* _Exercise directions_: Repeat the newsgroup reply on avoiding corrupted blocks, which appears below ahead of the records, word for word and in full.

Start of Text

Oracle FAQ Your Portal to the Oracle Knowledge Grid
HOME | ASK QUESTION | ADD INFO | SEARCH | E-MAIL US
 

Home -> Community -> Usenet -> c.d.o.server -> Re: avoiding corrupted block (ora-01578)

Re: avoiding corrupted block (ora-01578)

From: Nathan Phan <nphan_at_singnet.com.sg>
Date: Tue, 08 Jun 1999 03:06:31 GMT
Message-ID: <7ji1bj$953$1@nnrp1.deja.com>

Hi Toni,

    Thank for your responses, these are the answers for you. ( man ! you have more "?" than I do, just joking ...I am answering then so that everybody can have a better feel of my environment).

    "perfect climatic" condition, I am not quite sure what it means, I guss you are refering to temperature, humility, air flow etc. Yes, we do have a "computer room" equipped with normal UPS, air conditioner, fire precaution etc etc.

    We don't power down nor os shutdown the server for too long ( 2 hour max ).

    There is a parameter in init.ora, we will turn it on and see what is the impact.

    We don't see any related msg in "errpt".     alert.log don't show any thing, is the /<SID>/udump/ora_<pid>.ora that show us the ora-01578 and ora-01* error msg.

    Give me a copy of your C source to read/write gig file. Thank you !

    Is there something we can do at Start of day to scan for bad blocks before we allow user to use it ? We can estimate the daily usage size.

End of Text
Start of Information shown

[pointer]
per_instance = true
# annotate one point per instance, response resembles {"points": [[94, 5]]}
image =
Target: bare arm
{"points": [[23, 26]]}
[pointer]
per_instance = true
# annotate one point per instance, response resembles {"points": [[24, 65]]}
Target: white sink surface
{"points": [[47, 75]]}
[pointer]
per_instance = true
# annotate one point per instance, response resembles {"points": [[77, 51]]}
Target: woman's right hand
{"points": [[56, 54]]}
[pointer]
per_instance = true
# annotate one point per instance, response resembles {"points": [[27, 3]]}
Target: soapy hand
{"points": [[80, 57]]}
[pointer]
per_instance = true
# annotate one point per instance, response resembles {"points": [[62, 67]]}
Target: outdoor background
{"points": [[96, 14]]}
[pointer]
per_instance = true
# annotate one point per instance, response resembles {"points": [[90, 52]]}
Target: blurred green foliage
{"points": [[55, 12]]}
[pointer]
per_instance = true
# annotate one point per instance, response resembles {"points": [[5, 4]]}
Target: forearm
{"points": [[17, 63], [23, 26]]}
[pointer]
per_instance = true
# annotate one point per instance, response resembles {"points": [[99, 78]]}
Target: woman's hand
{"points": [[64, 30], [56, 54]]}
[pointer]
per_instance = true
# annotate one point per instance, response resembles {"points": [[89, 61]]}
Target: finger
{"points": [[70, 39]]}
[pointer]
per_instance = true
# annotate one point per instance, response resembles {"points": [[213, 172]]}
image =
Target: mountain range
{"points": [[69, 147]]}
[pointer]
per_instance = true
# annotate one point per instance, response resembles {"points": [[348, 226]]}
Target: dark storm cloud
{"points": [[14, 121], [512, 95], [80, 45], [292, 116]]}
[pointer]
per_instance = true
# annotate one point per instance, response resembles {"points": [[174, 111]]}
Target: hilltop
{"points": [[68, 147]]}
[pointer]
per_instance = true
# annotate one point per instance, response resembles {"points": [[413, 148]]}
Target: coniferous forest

End of Information shown

* _Exercise answer_:
Oracle FAQ Your Portal to the Oracle Knowledge Grid
HOME | ASK QUESTION | ADD INFO | SEARCH | E-MAIL US
 

Home -> Community -> Usenet -> c.d.o.server -> Re: avoiding corrupted block (ora-01578)

Re: avoiding corrupted block (ora-01578)

From: Nathan Phan <nphan_at_singnet.com.sg>
Date: Tue, 08 Jun 1999 03:06:31 GMT
Message-ID: <7ji1bj$953$1@nnrp1.deja.com>

Hi Toni,

    Thank for your responses, these are the answers for you. ( man ! you have more "?" than I do, just joking ...I am answering then so that everybody can have a better feel of my environment).

    "perfect climatic" condition, I am not quite sure what it means, I guss you are refering to temperature, humility, air flow etc. Yes, we do have a "computer room" equipped with normal UPS, air conditioner, fire precaution etc etc.

    We don't power down nor os shutdown the server for too long ( 2 hour max ).

    There is a parameter in init.ora, we will turn it on and see what is the impact.

    We don't see any related msg in "errpt".     alert.log don't show any thing, is the /<SID>/udump/ora_<pid>.ora that show us the ora-01578 and ora-01* error msg.

    Give me a copy of your C source to read/write gig file. Thank you !

    Is there something we can do at Start of day to scan for bad blocks before we allow user to use it ? We can estimate the daily usage size.